* Extracted data:
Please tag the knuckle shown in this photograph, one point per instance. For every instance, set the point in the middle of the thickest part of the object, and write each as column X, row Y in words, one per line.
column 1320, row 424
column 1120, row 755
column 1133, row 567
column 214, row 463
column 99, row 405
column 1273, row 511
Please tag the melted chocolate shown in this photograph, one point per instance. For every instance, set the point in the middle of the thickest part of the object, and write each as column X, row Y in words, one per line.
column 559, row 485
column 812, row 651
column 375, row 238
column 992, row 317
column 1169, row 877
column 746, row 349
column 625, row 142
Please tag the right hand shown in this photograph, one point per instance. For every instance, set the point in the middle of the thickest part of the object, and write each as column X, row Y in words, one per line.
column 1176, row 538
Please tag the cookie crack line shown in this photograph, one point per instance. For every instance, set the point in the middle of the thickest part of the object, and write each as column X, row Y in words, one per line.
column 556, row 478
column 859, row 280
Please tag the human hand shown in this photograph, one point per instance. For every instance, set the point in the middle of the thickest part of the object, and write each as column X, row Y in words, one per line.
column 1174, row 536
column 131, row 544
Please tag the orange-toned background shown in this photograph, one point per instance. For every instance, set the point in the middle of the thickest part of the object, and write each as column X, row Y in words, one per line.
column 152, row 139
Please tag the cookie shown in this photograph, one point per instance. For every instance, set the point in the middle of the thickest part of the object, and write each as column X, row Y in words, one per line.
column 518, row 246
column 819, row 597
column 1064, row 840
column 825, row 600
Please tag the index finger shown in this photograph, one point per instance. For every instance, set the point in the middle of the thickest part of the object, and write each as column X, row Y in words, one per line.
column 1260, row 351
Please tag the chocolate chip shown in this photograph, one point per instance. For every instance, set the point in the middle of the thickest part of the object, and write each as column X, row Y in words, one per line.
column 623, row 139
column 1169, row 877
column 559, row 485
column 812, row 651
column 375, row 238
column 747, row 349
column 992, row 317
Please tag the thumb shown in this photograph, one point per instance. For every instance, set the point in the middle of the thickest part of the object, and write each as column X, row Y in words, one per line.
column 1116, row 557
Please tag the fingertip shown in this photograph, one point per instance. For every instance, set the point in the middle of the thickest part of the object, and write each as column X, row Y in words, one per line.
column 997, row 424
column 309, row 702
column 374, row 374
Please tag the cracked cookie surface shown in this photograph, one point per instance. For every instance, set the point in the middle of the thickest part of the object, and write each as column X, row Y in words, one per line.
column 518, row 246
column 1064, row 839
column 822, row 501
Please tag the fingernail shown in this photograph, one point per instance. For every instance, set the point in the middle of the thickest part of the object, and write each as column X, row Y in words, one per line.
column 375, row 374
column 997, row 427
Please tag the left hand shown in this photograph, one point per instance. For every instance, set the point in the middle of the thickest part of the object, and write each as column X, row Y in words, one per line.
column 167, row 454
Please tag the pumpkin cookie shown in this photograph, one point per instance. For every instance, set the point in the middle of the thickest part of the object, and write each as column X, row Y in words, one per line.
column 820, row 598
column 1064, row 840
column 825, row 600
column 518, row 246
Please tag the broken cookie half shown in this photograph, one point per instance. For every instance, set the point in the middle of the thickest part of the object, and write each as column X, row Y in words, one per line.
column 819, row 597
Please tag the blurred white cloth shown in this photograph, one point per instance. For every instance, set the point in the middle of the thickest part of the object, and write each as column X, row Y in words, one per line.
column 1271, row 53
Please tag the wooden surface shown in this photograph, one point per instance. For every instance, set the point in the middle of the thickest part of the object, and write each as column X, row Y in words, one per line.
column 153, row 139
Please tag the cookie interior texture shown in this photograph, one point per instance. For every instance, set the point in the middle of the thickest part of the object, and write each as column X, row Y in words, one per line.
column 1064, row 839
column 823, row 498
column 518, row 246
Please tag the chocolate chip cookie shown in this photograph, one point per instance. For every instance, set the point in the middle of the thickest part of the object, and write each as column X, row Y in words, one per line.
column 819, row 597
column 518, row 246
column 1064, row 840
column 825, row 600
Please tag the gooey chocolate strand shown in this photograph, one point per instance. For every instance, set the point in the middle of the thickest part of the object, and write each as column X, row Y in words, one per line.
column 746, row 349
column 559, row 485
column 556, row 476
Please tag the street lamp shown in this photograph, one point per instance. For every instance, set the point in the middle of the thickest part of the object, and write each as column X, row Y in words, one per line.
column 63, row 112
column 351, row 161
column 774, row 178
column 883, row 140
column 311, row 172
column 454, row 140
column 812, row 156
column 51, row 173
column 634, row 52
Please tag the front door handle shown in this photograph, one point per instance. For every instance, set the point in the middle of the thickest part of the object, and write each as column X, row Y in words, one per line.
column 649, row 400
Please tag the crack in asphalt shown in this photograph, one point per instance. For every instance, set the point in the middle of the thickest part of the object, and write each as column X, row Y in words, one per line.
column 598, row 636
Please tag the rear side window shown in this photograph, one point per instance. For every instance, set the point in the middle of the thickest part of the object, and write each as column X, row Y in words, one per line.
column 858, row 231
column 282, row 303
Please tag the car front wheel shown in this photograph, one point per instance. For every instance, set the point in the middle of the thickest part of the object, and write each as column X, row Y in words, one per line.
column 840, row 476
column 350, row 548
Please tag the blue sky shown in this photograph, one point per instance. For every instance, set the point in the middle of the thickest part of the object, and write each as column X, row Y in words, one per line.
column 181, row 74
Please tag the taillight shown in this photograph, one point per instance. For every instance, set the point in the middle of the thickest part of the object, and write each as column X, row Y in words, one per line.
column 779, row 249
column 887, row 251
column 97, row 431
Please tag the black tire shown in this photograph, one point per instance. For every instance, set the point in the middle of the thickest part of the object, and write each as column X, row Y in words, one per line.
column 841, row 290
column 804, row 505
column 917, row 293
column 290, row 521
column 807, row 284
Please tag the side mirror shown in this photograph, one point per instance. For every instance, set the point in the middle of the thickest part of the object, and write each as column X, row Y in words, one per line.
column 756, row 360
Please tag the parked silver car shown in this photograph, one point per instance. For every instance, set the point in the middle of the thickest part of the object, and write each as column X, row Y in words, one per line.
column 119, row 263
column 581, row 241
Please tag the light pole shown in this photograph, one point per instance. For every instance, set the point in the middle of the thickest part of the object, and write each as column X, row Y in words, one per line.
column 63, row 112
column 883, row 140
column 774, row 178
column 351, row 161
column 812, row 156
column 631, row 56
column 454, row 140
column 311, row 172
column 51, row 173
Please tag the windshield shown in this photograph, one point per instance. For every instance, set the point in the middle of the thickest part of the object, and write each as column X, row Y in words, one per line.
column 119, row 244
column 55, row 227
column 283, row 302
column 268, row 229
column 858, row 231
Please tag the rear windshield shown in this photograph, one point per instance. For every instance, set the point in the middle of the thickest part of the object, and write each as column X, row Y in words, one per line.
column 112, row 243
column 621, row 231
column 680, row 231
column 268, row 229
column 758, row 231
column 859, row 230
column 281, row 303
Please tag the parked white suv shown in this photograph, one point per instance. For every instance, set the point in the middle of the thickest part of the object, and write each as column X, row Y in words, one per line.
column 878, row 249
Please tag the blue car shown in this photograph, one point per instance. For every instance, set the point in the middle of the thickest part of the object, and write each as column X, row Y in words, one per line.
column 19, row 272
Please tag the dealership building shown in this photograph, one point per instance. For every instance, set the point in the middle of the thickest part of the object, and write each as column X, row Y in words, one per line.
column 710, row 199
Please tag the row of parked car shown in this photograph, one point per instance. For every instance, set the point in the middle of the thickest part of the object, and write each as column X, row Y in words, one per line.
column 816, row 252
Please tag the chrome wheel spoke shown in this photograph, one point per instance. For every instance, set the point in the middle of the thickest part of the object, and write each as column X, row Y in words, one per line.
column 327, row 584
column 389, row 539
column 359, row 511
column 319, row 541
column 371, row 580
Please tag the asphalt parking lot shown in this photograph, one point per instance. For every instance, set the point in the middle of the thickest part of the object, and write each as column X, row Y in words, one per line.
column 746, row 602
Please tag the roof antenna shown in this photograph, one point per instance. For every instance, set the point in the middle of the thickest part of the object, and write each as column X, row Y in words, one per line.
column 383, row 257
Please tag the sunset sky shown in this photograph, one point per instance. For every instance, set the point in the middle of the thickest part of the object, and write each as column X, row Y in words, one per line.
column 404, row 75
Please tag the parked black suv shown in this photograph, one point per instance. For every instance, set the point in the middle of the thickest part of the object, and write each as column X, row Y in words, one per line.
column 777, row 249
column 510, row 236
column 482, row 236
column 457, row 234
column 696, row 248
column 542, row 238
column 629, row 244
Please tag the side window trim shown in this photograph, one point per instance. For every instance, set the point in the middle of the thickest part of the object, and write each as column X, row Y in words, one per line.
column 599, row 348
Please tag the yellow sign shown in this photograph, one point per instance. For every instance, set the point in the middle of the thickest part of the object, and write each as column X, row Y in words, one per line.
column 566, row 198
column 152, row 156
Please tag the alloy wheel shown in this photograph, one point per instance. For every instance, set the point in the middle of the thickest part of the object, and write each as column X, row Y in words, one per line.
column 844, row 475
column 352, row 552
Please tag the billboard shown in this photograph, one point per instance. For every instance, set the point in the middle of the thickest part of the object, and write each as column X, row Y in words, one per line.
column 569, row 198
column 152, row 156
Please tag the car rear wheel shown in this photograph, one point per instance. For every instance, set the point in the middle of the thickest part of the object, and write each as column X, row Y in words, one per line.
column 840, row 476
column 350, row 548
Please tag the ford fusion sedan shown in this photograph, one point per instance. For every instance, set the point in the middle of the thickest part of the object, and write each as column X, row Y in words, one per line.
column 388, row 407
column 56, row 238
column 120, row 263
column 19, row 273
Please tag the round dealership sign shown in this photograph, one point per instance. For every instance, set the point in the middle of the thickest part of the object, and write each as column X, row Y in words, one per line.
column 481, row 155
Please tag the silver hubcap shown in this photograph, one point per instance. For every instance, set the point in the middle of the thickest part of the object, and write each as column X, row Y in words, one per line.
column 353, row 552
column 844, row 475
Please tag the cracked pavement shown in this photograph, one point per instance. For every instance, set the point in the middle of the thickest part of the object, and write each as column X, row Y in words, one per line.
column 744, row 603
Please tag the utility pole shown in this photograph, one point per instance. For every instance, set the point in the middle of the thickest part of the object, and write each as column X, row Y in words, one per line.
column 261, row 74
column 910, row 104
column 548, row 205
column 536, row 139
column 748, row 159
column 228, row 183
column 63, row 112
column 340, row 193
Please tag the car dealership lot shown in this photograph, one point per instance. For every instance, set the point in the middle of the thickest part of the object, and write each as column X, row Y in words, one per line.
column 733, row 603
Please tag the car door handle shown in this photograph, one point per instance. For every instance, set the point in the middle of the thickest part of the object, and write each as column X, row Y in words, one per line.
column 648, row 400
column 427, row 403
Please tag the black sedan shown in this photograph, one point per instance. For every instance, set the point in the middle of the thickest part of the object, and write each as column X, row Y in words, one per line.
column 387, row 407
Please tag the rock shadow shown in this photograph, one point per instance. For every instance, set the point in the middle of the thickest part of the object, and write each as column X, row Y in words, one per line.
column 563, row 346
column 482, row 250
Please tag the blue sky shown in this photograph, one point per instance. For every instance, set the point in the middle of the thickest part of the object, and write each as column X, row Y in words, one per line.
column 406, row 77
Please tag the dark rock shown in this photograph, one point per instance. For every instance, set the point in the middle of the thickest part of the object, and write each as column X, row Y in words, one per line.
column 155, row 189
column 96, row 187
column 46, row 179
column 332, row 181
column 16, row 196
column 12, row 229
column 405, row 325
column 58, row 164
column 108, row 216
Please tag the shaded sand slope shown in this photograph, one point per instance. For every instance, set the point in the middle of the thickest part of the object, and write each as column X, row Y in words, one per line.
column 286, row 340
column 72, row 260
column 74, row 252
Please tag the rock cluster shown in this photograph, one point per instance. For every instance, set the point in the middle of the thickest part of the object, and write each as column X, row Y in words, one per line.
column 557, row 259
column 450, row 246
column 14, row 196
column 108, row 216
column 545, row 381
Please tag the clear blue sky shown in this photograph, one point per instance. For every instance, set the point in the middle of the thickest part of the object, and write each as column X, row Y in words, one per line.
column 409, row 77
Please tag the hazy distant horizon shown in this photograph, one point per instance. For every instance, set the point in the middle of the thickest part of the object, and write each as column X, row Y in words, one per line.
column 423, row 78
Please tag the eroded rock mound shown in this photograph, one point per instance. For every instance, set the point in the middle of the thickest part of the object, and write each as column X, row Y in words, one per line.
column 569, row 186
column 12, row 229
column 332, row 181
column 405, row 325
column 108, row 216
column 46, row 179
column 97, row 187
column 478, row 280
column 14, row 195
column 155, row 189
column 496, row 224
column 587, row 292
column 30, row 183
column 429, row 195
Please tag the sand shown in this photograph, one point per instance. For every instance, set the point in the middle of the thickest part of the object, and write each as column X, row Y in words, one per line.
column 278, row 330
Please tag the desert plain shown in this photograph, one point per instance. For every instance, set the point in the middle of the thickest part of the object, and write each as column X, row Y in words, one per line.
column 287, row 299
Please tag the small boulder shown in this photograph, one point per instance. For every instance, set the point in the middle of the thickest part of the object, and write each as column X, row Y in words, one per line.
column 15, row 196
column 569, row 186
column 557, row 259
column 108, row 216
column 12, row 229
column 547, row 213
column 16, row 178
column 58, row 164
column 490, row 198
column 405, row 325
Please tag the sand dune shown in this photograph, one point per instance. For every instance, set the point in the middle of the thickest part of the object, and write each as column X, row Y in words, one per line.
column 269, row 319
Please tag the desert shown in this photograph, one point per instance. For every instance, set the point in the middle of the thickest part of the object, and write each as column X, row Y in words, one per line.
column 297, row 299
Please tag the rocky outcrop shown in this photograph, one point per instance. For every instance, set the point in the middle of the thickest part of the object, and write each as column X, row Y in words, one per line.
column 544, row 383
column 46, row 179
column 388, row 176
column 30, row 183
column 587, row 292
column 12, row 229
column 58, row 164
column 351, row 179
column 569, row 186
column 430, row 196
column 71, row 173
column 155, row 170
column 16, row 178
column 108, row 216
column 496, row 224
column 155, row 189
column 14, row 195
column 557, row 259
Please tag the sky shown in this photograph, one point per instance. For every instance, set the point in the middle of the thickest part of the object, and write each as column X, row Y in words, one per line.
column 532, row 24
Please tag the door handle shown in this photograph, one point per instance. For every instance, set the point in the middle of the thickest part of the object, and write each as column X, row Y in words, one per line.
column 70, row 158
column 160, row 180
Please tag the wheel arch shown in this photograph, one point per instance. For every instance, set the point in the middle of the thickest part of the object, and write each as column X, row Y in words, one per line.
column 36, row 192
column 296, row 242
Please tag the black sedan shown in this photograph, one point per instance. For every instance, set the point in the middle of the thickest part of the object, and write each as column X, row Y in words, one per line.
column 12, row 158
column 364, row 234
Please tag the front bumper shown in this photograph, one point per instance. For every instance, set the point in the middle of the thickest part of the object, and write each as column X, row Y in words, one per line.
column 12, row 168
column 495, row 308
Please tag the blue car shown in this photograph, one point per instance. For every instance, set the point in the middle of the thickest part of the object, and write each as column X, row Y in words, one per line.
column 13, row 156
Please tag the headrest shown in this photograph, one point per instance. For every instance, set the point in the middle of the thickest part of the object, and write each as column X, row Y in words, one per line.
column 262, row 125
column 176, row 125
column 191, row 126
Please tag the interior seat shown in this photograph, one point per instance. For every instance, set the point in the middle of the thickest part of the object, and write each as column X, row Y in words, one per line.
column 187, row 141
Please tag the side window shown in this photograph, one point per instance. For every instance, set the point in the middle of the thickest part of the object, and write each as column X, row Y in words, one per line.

* Given request: Copy verbatim the stretch of the data from the line containing "Please tag the headrest" through the end of the data, keeping every line intact.

* Answer to the task:
Please tag the headrest shown in this photograph, one point per instance. For every instance, set the point in the middle of the thickest part of the object, and write each as column X, row Y in words, one per line.
column 262, row 125
column 176, row 125
column 191, row 126
Please tag the interior seat shown in this photograph, one point per instance. For every instance, set the point in the middle of the thickest part of the object, and write each as column X, row Y in words, one per line.
column 187, row 141
Please tag the side window shown in this photograph, one point per instance. For every instance, set the point in the middle of the thickest part of the object, and write each as column X, row Y in words, one per line.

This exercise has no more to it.